*** DATA IN THIS EXERCISE ***

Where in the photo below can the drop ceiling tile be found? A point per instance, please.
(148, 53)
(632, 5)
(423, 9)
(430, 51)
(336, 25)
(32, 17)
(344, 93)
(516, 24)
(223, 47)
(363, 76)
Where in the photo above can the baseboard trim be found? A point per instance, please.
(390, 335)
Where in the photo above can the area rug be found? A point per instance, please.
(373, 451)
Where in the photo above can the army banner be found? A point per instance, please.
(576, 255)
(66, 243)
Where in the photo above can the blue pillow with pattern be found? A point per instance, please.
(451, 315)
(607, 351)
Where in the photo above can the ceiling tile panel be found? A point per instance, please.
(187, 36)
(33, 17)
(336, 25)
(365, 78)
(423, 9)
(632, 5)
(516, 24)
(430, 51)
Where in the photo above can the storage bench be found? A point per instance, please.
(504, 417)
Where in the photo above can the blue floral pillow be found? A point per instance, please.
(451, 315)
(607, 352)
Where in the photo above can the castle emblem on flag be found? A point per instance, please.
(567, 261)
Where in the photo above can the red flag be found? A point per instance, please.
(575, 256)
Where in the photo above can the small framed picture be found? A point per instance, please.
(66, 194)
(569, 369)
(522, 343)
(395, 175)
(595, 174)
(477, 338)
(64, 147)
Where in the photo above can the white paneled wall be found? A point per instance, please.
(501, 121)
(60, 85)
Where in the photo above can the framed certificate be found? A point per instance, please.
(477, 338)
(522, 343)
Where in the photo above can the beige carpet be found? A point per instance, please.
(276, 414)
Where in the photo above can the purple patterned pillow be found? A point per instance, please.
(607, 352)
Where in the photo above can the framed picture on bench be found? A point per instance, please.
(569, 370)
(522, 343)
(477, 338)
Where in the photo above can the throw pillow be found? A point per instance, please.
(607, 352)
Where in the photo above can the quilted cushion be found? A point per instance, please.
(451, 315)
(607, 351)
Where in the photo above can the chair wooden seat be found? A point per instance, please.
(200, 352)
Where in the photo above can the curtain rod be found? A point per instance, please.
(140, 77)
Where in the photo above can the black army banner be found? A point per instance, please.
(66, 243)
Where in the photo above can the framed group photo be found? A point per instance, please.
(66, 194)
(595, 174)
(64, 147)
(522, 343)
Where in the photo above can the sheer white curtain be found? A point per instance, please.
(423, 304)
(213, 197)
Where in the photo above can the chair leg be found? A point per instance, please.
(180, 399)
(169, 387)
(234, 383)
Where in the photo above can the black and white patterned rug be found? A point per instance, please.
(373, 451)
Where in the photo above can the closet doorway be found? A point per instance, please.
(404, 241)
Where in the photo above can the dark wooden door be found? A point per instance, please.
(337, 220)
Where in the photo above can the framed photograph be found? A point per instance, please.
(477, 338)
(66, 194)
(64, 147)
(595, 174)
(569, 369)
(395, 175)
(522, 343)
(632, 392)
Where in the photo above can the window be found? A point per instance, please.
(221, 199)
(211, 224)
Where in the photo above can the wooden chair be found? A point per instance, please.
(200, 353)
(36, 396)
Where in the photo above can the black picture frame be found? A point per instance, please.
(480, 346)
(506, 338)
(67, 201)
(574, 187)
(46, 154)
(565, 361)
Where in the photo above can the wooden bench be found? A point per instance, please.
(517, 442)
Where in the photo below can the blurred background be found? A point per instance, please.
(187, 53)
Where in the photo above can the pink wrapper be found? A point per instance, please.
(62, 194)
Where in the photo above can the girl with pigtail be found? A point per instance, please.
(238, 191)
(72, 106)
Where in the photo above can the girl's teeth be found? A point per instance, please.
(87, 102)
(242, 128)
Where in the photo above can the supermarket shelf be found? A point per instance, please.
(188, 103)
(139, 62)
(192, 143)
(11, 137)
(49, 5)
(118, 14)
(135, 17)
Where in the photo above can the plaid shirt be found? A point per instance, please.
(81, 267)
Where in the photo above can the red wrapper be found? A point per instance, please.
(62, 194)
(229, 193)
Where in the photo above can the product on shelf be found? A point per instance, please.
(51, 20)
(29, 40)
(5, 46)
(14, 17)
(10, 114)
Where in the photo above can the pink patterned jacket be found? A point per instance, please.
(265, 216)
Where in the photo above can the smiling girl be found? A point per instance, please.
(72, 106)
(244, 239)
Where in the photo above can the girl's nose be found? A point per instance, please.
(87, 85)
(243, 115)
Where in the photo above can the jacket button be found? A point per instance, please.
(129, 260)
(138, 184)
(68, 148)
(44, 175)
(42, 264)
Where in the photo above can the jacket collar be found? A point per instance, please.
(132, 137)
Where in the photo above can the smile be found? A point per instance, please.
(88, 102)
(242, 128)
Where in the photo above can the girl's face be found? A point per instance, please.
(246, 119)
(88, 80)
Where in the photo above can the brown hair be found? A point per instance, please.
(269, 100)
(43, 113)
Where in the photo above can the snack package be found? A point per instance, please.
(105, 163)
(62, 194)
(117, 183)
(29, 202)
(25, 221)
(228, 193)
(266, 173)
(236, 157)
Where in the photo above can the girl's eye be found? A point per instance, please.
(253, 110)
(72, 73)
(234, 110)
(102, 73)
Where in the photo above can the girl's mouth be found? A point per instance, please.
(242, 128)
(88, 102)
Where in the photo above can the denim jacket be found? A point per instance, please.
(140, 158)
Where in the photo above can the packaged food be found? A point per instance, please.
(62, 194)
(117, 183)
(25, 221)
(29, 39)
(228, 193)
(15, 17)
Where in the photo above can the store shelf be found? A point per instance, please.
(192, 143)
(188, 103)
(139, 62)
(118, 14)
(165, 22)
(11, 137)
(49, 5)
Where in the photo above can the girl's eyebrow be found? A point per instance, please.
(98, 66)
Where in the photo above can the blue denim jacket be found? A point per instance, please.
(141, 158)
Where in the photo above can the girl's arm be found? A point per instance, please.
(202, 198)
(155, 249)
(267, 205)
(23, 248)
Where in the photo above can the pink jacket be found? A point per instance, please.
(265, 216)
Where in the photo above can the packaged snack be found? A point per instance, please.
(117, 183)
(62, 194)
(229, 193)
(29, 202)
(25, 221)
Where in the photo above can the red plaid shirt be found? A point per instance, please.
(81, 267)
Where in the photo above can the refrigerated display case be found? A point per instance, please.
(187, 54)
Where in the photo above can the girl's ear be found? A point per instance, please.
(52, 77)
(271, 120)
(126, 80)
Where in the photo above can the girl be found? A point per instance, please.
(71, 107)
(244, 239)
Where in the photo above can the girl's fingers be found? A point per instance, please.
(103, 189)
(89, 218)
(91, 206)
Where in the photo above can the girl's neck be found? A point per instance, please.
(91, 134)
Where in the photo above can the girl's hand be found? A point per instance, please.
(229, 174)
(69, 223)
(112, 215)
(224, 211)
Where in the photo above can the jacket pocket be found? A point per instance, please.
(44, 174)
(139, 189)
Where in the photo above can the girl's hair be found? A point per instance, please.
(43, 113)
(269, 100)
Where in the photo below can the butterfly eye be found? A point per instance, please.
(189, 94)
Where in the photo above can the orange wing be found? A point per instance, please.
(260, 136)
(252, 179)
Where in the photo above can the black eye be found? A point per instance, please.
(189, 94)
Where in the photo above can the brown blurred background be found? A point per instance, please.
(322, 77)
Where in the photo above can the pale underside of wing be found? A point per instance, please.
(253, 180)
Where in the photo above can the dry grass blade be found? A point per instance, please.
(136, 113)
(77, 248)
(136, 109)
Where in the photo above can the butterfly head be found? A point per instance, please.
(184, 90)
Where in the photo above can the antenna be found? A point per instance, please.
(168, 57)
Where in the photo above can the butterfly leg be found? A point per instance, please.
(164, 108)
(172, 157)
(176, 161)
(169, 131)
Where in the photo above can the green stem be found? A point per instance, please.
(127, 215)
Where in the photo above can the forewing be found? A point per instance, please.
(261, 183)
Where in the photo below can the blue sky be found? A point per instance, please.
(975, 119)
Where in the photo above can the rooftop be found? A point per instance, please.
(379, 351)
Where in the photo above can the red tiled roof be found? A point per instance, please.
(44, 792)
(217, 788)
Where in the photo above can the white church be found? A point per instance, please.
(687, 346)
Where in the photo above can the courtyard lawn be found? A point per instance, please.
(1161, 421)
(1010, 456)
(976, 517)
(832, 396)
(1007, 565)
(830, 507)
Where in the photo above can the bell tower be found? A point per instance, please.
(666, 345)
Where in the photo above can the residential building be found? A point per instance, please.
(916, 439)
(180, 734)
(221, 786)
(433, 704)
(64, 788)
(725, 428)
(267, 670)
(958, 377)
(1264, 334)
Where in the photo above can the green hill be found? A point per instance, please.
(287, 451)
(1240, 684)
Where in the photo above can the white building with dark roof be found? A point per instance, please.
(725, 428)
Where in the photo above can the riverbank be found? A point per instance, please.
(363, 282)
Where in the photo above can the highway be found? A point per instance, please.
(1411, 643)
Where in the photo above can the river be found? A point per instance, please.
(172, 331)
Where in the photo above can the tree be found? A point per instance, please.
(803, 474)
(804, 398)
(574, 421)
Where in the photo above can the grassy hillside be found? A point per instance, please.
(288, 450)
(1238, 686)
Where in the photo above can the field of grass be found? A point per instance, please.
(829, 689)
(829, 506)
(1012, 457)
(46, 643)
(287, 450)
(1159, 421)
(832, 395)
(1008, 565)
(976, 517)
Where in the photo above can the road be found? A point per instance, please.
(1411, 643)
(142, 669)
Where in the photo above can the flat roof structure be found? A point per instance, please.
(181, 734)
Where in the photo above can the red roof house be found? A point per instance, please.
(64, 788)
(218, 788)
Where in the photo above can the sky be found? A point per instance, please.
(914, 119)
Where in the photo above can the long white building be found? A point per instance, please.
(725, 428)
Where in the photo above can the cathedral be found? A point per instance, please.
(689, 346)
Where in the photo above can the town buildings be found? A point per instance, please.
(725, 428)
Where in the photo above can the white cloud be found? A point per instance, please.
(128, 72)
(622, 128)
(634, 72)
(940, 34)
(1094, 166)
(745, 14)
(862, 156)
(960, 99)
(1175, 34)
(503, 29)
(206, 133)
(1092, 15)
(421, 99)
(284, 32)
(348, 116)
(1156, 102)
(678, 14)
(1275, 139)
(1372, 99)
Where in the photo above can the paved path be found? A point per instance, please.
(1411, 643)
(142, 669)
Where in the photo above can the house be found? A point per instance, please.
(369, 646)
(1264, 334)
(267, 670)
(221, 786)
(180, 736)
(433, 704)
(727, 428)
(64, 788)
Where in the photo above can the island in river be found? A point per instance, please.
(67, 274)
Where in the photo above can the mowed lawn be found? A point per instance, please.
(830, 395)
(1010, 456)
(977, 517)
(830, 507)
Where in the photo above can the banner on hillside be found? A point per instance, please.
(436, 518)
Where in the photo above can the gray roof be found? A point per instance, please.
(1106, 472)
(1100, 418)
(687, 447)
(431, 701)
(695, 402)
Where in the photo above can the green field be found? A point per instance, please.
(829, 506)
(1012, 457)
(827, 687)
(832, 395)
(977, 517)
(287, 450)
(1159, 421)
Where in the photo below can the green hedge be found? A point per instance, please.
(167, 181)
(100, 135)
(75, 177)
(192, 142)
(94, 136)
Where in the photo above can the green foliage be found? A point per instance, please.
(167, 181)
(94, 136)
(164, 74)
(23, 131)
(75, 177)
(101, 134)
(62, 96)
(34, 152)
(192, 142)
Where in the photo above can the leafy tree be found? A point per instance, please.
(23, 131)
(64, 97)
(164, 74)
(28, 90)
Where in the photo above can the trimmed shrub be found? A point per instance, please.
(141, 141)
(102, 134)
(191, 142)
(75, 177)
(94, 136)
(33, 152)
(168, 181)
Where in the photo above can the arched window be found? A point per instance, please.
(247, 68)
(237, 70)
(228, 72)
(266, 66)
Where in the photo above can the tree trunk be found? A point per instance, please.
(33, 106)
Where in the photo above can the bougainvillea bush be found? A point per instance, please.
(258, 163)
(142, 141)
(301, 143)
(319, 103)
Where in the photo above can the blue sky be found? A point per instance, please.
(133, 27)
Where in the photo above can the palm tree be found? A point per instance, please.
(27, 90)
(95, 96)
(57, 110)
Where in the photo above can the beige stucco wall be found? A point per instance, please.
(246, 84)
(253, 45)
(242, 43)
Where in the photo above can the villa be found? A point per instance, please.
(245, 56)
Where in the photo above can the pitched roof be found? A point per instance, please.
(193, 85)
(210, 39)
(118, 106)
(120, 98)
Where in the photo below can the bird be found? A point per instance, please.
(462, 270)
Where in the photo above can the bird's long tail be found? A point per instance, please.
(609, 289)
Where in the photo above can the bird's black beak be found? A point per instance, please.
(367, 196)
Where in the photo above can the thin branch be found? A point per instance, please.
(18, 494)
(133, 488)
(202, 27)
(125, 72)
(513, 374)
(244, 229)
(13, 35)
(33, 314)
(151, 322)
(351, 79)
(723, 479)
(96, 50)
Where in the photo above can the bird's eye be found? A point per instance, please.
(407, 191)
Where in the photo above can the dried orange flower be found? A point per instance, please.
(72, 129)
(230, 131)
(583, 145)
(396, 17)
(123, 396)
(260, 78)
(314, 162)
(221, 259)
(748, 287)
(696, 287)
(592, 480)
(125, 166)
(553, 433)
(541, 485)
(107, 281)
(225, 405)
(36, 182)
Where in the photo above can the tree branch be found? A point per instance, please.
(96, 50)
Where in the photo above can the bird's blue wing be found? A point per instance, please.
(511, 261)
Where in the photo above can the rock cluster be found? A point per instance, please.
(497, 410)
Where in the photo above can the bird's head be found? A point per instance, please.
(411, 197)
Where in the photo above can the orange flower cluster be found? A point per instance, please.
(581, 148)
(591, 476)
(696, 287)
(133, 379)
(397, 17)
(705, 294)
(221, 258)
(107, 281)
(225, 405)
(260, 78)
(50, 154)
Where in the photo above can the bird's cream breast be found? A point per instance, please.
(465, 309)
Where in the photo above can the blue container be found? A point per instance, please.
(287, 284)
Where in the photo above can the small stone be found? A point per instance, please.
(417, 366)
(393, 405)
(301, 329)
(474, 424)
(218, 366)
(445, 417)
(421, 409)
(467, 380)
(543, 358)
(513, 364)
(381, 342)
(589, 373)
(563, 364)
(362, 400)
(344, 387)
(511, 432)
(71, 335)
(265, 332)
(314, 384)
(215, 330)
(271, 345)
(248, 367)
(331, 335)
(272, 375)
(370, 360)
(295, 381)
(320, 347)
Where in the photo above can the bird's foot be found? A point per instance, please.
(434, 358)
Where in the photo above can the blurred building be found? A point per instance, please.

*** End of DATA IN THIS EXERCISE ***

-- WORK TASK --
Could you quote, exactly as they appear, the line containing "Where in the photo above can the bird's eye" and every line after it to the end of the records above?

-- FINAL ANSWER --
Where in the photo above can the bird's eye be found? A point per instance, please.
(407, 191)
Where in the photo above can the dried orange flower be found? A point per instance, please.
(72, 129)
(230, 131)
(583, 145)
(396, 17)
(123, 396)
(260, 78)
(314, 162)
(221, 259)
(748, 287)
(696, 287)
(592, 480)
(125, 166)
(553, 433)
(541, 485)
(107, 281)
(225, 405)
(36, 182)
Where in the photo above can the tree branch be found? A point per instance, please.
(96, 50)
Where in the photo above can the bird's blue wing be found? A point per instance, please.
(511, 261)
Where in the photo above can the rock cluster be found? A point per instance, please.
(497, 410)
Where in the photo above can the bird's head be found? A point per instance, please.
(411, 197)
Where in the photo above can the orange flower cluster be found? A point per instance, please.
(581, 148)
(591, 476)
(696, 287)
(133, 379)
(397, 17)
(705, 294)
(221, 258)
(107, 281)
(225, 405)
(260, 78)
(50, 154)
Where in the photo above can the bird's cream breast be found? A point per instance, please.
(465, 309)
Where in the photo above can the blue container be found? A point per instance, please.
(287, 284)
Where in the photo above can the small stone be found? A point per instance, please.
(417, 366)
(393, 405)
(301, 329)
(474, 424)
(218, 366)
(445, 417)
(421, 409)
(467, 380)
(543, 358)
(513, 364)
(381, 342)
(589, 373)
(563, 364)
(362, 400)
(344, 387)
(511, 432)
(71, 335)
(265, 332)
(314, 384)
(215, 330)
(271, 345)
(248, 367)
(331, 335)
(272, 375)
(370, 360)
(295, 381)
(320, 347)
Where in the photo above can the bird's foot be found? A point per instance, please.
(434, 358)
Where in the photo above can the blurred building be found? A point per instance, please.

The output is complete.